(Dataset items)
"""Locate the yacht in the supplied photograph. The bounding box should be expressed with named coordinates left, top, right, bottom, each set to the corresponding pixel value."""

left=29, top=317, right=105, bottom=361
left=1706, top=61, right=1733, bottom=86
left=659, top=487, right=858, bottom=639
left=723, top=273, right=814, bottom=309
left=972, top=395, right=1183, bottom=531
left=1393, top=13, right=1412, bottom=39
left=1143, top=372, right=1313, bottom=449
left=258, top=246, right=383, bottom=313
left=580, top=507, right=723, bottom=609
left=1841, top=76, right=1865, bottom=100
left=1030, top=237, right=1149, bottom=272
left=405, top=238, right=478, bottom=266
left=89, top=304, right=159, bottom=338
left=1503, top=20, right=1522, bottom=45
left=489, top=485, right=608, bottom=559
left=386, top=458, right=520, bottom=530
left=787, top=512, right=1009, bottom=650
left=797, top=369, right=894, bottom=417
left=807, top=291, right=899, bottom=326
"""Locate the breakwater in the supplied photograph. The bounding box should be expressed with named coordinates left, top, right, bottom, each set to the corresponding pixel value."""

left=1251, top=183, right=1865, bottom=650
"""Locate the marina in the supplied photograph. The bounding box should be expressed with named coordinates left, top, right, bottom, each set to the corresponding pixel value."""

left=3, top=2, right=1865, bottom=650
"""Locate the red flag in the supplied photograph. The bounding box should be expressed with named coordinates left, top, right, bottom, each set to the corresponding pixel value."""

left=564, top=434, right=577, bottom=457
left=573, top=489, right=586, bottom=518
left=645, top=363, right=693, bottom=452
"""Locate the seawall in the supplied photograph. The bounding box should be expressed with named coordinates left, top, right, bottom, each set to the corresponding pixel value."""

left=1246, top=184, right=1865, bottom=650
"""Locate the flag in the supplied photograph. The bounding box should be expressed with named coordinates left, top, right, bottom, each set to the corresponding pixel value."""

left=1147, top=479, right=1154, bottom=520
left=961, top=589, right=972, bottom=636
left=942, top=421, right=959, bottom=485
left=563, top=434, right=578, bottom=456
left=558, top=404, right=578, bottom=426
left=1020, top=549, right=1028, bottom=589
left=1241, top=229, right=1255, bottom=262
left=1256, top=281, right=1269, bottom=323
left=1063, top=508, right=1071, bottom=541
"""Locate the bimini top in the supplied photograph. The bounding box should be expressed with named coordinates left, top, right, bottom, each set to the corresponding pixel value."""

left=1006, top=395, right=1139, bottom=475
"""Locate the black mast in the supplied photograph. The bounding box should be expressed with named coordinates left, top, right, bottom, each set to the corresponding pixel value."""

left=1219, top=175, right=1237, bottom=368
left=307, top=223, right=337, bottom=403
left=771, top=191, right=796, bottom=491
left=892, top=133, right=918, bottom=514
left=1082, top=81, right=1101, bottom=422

**Exercise instructions:**
Output the records above exactly as written.

**Response area:**
"""Locate the yacht in the supplied photograph. The bounding box should be expressed with named coordinates left, top, right, bottom, each set to the corresponding pixel value."""

left=29, top=317, right=105, bottom=361
left=1706, top=61, right=1733, bottom=86
left=659, top=487, right=858, bottom=639
left=723, top=273, right=814, bottom=309
left=972, top=395, right=1183, bottom=531
left=1393, top=13, right=1412, bottom=39
left=1143, top=372, right=1313, bottom=449
left=258, top=246, right=383, bottom=313
left=580, top=507, right=723, bottom=609
left=1841, top=76, right=1865, bottom=100
left=1030, top=237, right=1149, bottom=272
left=405, top=238, right=478, bottom=266
left=89, top=304, right=159, bottom=338
left=1503, top=20, right=1522, bottom=45
left=489, top=485, right=608, bottom=559
left=386, top=458, right=520, bottom=530
left=787, top=512, right=1009, bottom=650
left=797, top=369, right=894, bottom=417
left=807, top=291, right=899, bottom=326
"""Locate the breakwater in the supplied photograph. The bounding box should be expressed with named coordinates left, top, right, bottom, each set to the corresponding pixel value."""

left=1251, top=183, right=1865, bottom=650
"""Locate the marina in the supplied photograph. The bounding box should be expressed with named coordinates left, top, right, bottom, each set to the corresponding pixel value."""

left=3, top=2, right=1865, bottom=650
"""Locate the red flag in the supplied photograph. The bounding box should be expressed with named coordinates left, top, right, bottom, each set to the corresponding pixel value."""

left=564, top=434, right=577, bottom=457
left=573, top=489, right=586, bottom=518
left=645, top=363, right=693, bottom=452
"""Locate the seawall in the supplied photograph. The bounding box should be expressed with named coordinates left, top, right, bottom, each set to the corresponding pixel value."""

left=1246, top=184, right=1865, bottom=650
"""Locate the flag in the supplied photograph. The bounding box should be expressed with named coordinates left, top, right, bottom, each set to the corresponding pixel value."""

left=1147, top=479, right=1154, bottom=520
left=961, top=589, right=972, bottom=636
left=942, top=421, right=959, bottom=485
left=563, top=434, right=578, bottom=456
left=558, top=404, right=578, bottom=426
left=1020, top=549, right=1028, bottom=589
left=1241, top=229, right=1255, bottom=262
left=1256, top=281, right=1269, bottom=323
left=1063, top=508, right=1071, bottom=541
"""Locate the bimini top in the supplied photograph. The bounding box should be expressed with named coordinates left, top, right, bottom, each set to the corresponding pixel value."""

left=1006, top=395, right=1139, bottom=475
"""Locate the black mast in the supplied photograph. The bounding box should be expressed with named coordinates left, top, right, bottom, each set to the corresponding pixel value."""

left=1219, top=175, right=1237, bottom=368
left=307, top=223, right=337, bottom=403
left=771, top=191, right=796, bottom=491
left=892, top=133, right=918, bottom=514
left=1082, top=81, right=1101, bottom=422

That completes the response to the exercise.